*Extract provided*:
Jason Howe, Media Relations Manager, National Audubon Society jason.howe@audubon.org

Barrett Newkirk, Communications and Public Relations Manager, Alianza Coachella Valley, barrett@alianzacv.org

Lesly Figueroa, Communication Manager, Leadership Counsel for Justice and Accountability, lfigueroa@leadershipcounsel.org

The next few weeks could be decisive for the future of the Salton Sea, California’s largest lake. The Army Corps of Engineers is analyzing plans that will shape the next ten years of projects designed to avert the environmental catastrophe at the Sea. At the same time, negotiations among Western states on the dwindling water supply from the Colorado River could severely affect replenishment to the Salton Sea region from its largest historical source of water. The longstanding environmental, economic, and public health problems affecting the Salton Sea because of its dropping water levels are accelerating due to a combination of climate change, changing water use patterns, decades-long delays to projects critical for restoring the Sea, and underinvestment in local infrastructure, harming the communities and wildlife that call the area home.

*What to produce*:
In the Salton Sea text, repeat the part that opens with the words "The next few" and closes with "the area home.", substituting "pivotal" for "decisive".

*Collected material*:
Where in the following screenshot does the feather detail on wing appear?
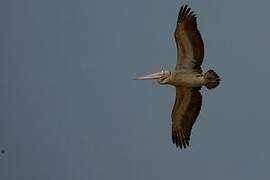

*Answer in full*:
The next few weeks could be pivotal for the future of the Salton Sea, California’s largest lake. The Army Corps of Engineers is analyzing plans that will shape the next ten years of projects designed to avert the environmental catastrophe at the Sea. At the same time, negotiations among Western states on the dwindling water supply from the Colorado River could severely affect replenishment to the Salton Sea region from its largest historical source of water. The longstanding environmental, economic, and public health problems affecting the Salton Sea because of its dropping water levels are accelerating due to a combination of climate change, changing water use patterns, decades-long delays to projects critical for restoring the Sea, and underinvestment in local infrastructure, harming the communities and wildlife that call the area home.